Required task: Without the images, output each record below as it stands.
*** Data shown
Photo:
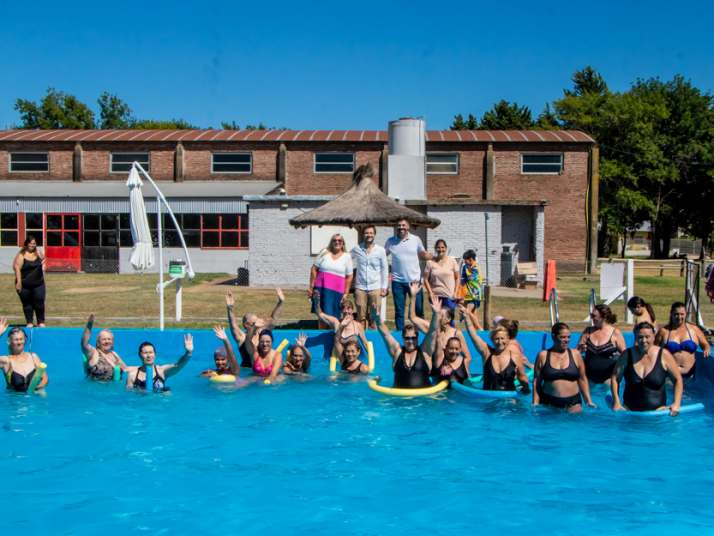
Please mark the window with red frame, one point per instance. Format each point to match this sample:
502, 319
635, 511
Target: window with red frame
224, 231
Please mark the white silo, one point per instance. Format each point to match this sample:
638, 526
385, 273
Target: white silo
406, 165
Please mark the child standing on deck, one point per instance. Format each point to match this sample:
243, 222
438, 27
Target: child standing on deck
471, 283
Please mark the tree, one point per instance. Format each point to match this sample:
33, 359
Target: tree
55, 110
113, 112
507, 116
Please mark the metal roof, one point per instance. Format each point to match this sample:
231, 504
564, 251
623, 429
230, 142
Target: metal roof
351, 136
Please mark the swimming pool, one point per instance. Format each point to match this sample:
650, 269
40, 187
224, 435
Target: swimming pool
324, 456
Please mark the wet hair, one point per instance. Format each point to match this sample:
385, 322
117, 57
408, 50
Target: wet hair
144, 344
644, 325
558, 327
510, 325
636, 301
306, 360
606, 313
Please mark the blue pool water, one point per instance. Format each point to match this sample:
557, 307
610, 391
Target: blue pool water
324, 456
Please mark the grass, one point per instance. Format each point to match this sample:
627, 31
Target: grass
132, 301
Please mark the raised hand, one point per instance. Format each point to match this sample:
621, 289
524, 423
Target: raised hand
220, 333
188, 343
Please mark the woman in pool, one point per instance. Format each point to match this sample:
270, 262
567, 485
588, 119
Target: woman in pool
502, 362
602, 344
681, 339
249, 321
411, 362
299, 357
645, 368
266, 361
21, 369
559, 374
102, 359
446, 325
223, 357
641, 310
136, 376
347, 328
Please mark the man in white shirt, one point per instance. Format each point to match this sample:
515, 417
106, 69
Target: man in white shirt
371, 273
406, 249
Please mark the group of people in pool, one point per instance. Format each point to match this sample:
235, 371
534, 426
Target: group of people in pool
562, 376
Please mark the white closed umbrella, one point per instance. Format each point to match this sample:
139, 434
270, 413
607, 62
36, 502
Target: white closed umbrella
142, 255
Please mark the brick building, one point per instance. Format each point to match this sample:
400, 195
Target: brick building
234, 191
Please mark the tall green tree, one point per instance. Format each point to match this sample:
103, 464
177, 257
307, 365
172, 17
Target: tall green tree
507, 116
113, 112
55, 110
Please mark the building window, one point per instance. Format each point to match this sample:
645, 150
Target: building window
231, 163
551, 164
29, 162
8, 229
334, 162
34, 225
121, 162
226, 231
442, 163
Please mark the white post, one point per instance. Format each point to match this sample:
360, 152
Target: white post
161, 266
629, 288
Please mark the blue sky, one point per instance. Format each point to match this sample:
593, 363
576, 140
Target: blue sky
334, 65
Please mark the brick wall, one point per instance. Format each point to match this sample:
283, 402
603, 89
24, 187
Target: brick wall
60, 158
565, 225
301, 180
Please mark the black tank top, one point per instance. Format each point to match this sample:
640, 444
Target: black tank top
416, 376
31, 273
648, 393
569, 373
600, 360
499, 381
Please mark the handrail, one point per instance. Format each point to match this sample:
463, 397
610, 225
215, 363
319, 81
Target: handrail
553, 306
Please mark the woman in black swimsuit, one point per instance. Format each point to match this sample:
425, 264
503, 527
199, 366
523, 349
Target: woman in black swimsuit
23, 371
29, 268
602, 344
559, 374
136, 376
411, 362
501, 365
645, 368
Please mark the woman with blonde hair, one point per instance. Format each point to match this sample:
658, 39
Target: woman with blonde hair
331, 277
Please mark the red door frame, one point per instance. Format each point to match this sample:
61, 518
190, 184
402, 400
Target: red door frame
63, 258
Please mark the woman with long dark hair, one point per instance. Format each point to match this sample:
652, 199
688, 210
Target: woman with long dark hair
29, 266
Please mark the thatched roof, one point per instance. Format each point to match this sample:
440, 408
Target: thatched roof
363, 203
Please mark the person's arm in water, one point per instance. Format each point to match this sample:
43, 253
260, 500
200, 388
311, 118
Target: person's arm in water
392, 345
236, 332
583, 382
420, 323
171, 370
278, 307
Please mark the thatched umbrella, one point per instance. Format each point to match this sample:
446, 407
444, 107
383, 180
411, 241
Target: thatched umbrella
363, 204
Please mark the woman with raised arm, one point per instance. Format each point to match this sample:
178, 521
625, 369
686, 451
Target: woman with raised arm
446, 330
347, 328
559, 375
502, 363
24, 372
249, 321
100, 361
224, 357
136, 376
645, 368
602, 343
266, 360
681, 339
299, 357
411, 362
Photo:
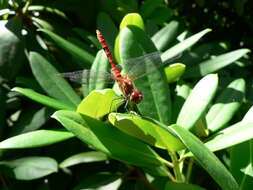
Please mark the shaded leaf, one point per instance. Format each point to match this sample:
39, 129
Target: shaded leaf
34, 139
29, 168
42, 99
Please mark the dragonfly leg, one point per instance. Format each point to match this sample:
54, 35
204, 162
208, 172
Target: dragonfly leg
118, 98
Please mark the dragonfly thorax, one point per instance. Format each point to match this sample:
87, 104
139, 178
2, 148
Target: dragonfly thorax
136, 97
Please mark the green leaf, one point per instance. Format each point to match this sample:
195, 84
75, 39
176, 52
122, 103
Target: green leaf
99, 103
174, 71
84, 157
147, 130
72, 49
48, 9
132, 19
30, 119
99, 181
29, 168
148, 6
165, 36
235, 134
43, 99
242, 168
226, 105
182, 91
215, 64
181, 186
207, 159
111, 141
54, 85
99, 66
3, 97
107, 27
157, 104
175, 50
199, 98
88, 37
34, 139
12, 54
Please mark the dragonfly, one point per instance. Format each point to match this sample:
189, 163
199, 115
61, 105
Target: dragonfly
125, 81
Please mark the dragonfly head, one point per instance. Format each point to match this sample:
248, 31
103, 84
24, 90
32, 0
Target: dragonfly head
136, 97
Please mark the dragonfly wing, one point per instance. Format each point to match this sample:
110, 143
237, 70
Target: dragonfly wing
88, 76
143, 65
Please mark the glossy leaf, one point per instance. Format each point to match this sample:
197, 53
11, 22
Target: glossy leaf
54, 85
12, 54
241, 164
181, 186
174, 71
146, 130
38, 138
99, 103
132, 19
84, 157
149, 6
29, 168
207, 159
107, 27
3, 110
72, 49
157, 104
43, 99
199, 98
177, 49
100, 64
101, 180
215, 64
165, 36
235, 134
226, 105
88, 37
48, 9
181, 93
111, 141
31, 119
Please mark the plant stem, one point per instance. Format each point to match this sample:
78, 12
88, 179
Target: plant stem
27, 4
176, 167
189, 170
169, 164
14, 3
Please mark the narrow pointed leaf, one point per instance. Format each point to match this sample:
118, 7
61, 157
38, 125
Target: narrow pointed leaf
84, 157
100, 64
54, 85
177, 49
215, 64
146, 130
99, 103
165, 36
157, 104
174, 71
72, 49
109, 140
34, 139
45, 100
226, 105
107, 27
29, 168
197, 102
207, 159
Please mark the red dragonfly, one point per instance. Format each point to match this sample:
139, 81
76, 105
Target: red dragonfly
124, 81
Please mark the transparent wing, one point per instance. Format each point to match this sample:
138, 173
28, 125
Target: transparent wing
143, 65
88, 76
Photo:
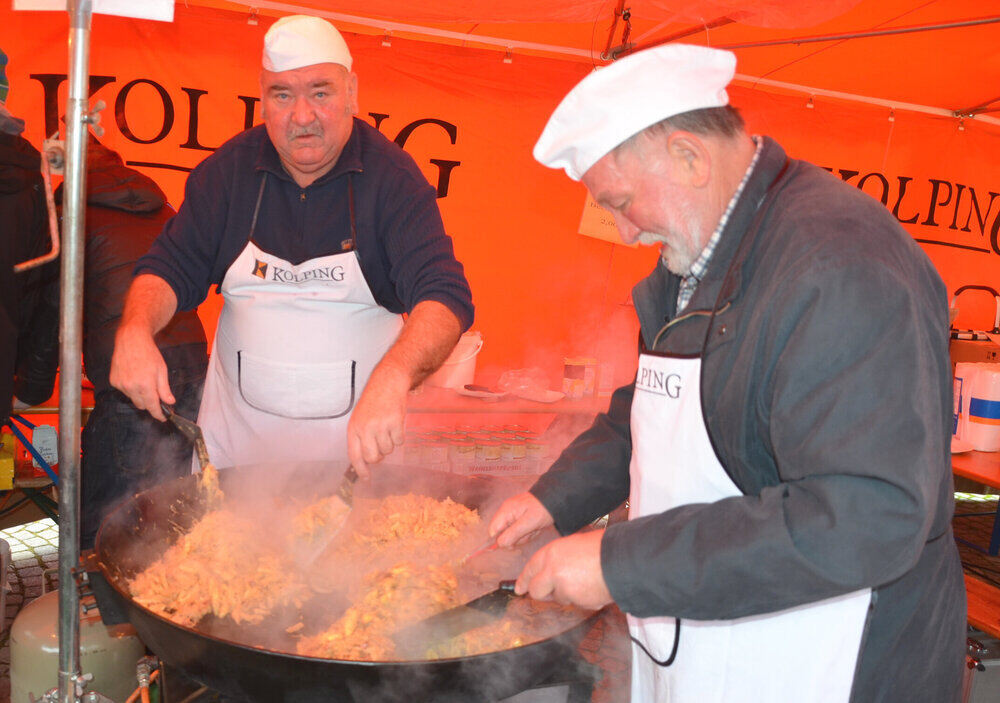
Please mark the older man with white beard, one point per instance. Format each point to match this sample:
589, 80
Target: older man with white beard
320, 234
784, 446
******
Complete answer:
Photo:
Please mark the window with red frame, one point per instance. Format each point to match this sample:
502, 319
635, 511
Target: window with red frame
224, 231
Please mark the white silo, one point per instance. Format each point to match this sample:
638, 526
385, 273
Target: white silo
406, 165
Please mark the child standing on deck, one point per instance. Format each point to match this sample:
243, 222
438, 27
Target: child standing on deck
471, 283
Please mark the tree, one point per instance. Format each point to match this sample:
33, 359
Target: tree
55, 110
113, 112
507, 116
Please mark the metal roof, one point per instance. Format each point to match this sample:
231, 504
564, 251
623, 429
230, 142
Target: metal roof
351, 136
Please mark the swimming pool, one point per instance. Format each point to match this sample:
650, 269
40, 187
224, 435
Target: swimming pool
324, 456
Please mark the wet hair, one point per instance. Format each point to match this sample:
385, 322
117, 57
408, 50
Target: wet hair
144, 344
644, 325
558, 327
510, 325
636, 301
306, 360
606, 313
Please mark the blue pool water, one point per instance. Format each point to match this sample:
557, 307
610, 391
Target: blue pool water
324, 456
Please mark the grass, one point per instance. Format each point to match this sample:
627, 31
Target: grass
132, 301
Please mark the raised hand, one point per instance. Format each point to match this sample:
621, 289
524, 423
Target: raised hand
220, 333
188, 343
Please mark the woman in pool, one point per instance. Format each point to match this sample:
270, 262
567, 485
588, 119
Target: woman in pool
502, 362
602, 344
681, 339
249, 321
411, 362
299, 357
645, 368
266, 361
21, 369
559, 374
102, 359
446, 325
223, 357
641, 310
136, 376
347, 328
Please mark the man in white shirt, one point per instance. Format each point to match this sample:
515, 417
106, 69
Target: man in white shirt
371, 273
406, 249
Please mark the group of people in pool, one point per instance. Format each point to match this sample:
235, 371
534, 426
Target: group of people in pool
562, 376
Please mark the white closed umbrella, one point per instance. Format each point to match this sample:
139, 434
270, 413
607, 62
36, 502
Target: white closed umbrella
142, 255
Please mark the brick building, one point per instance. Format each point to match this sample:
400, 195
Target: brick building
234, 191
Please mark the tall green tree, one point per instance. Format each point to match this sample:
103, 464
177, 257
307, 365
172, 17
Target: tall green tree
507, 116
113, 112
55, 110
Please mark the building window, one point per instance. Format each point to match this sample:
645, 150
Target: building window
231, 163
551, 164
29, 162
8, 229
334, 162
34, 225
121, 162
226, 231
442, 163
Please mark the white post, one point per instance. Format each point to match this sample:
360, 152
Target: white post
161, 266
629, 288
Please mark the blue sky, one point per instance. Format each point to match this sample:
593, 363
576, 140
Target: blue sky
334, 65
Please mark the brick wall, one point per instance. Format each point to match this sample:
283, 402
603, 89
24, 187
Target: brick wall
60, 158
565, 225
301, 180
Please mark the black tank top, one point per instance. Format each point to match this sample:
640, 444
Target: black tank top
416, 376
31, 273
648, 393
569, 373
600, 360
499, 381
Please mark the handrail, one point per instance. Format each point to match this sample:
463, 397
610, 225
215, 363
319, 81
Target: handrail
553, 306
Please mark the woman in black swimsuit, one point per instance. Format each point to match this sample:
425, 264
503, 527
199, 366
523, 349
Target: woman in black swimsuit
23, 371
29, 268
602, 344
559, 374
136, 376
411, 362
501, 365
645, 368
Please mark the woman with blonde hair, one point per instance. Format each point to match this sample:
658, 39
Target: woman with blonde hair
331, 277
Please mark the red door frame, one point per instance. Format each point to match this sample:
61, 518
190, 184
402, 400
Target: red door frame
63, 258
Please mark the woman with long dark hair, one point per instance. Format each point to match this sample:
652, 199
688, 210
Target: woman with long dark hair
29, 266
Please mark the thatched roof, one point per instance. Format each point to match this sample:
440, 408
Target: thatched roof
363, 203
Please mark the person's arm in water, one point per instance. Format each point to match this sample:
43, 253
260, 500
200, 388
311, 118
Target: person's arm in water
392, 345
236, 332
583, 382
420, 323
171, 370
278, 307
Please mark the thatched umbrella, one point per instance. Format each point to match this sample:
446, 407
444, 107
383, 180
411, 241
Target: thatched umbrella
363, 204
Please mark the woman with raised arm, one point per instance. Format each point to match this sample:
178, 521
625, 369
686, 451
Target: woman with raised arm
446, 330
347, 328
559, 375
502, 363
24, 372
249, 321
100, 361
224, 357
136, 376
645, 368
602, 343
266, 360
681, 339
299, 357
411, 362
Photo:
Please mark the shaded leaf, one point per instance. Format each point to match this sample:
39, 129
Target: shaded leaf
34, 139
29, 168
42, 99
Please mark the dragonfly leg, one point per instance. Format each point to match this sample:
54, 35
204, 162
208, 172
Target: dragonfly leg
118, 98
Please mark the dragonfly thorax, one point per instance. Format each point to match this sample:
87, 104
139, 178
2, 148
Target: dragonfly thorax
136, 97
Please mark the green leaf, one point per instance. Format each point to match this sample:
195, 84
75, 39
176, 52
122, 103
Target: green leaf
99, 103
174, 71
84, 157
147, 130
72, 49
48, 9
132, 19
30, 119
99, 181
29, 168
148, 6
165, 36
235, 134
43, 99
242, 168
226, 105
182, 91
215, 64
181, 186
207, 159
111, 141
54, 85
99, 66
3, 97
107, 27
157, 104
175, 50
199, 98
88, 37
34, 139
12, 54
Please mark the dragonfly, one point per instance. Format each point to match this sample:
189, 163
199, 115
61, 105
Target: dragonfly
125, 81
Please mark the dragonfly head, one point per instance. Format each point to match this sample:
248, 31
103, 84
24, 90
32, 0
Target: dragonfly head
136, 97
Please mark the dragonfly wing, one point per instance. Format each point to match this sample:
110, 143
237, 70
Target: dragonfly wing
88, 76
143, 65
Please mark the glossy leaf, one point per instance. Format each point to match this sample:
197, 53
11, 22
Target: glossy leaf
54, 85
12, 54
241, 164
181, 186
174, 71
146, 130
38, 138
99, 103
132, 19
84, 157
149, 6
29, 168
207, 159
107, 27
3, 110
72, 49
157, 104
43, 99
199, 98
177, 49
100, 64
101, 180
215, 64
165, 36
235, 134
226, 105
88, 37
48, 9
181, 93
111, 141
31, 119
Please mark the plant stem, one point per instance. Format each point to match this sample:
78, 12
88, 179
Target: plant stem
27, 4
176, 167
189, 170
169, 164
14, 3
Please mark the narrow pointed leaf, one point per instance. Format each point to match this sample:
118, 7
61, 157
38, 125
Target: narrow pointed leaf
84, 157
100, 64
54, 85
177, 49
215, 64
146, 130
99, 103
165, 36
157, 104
174, 71
72, 49
109, 140
34, 139
45, 100
226, 105
107, 27
29, 168
197, 102
207, 159
Please mark the red dragonfly, one point per instance. Format each point to match this sample:
139, 81
76, 105
Target: red dragonfly
124, 81
Please mark the transparent wing, one point per instance. Format each point to match this sample:
138, 173
28, 125
Target: transparent wing
143, 65
88, 76
Photo:
Please mark the older man with white beard, one point per instance. Format each point to match this sample:
589, 80
Target: older man with white beard
320, 234
784, 446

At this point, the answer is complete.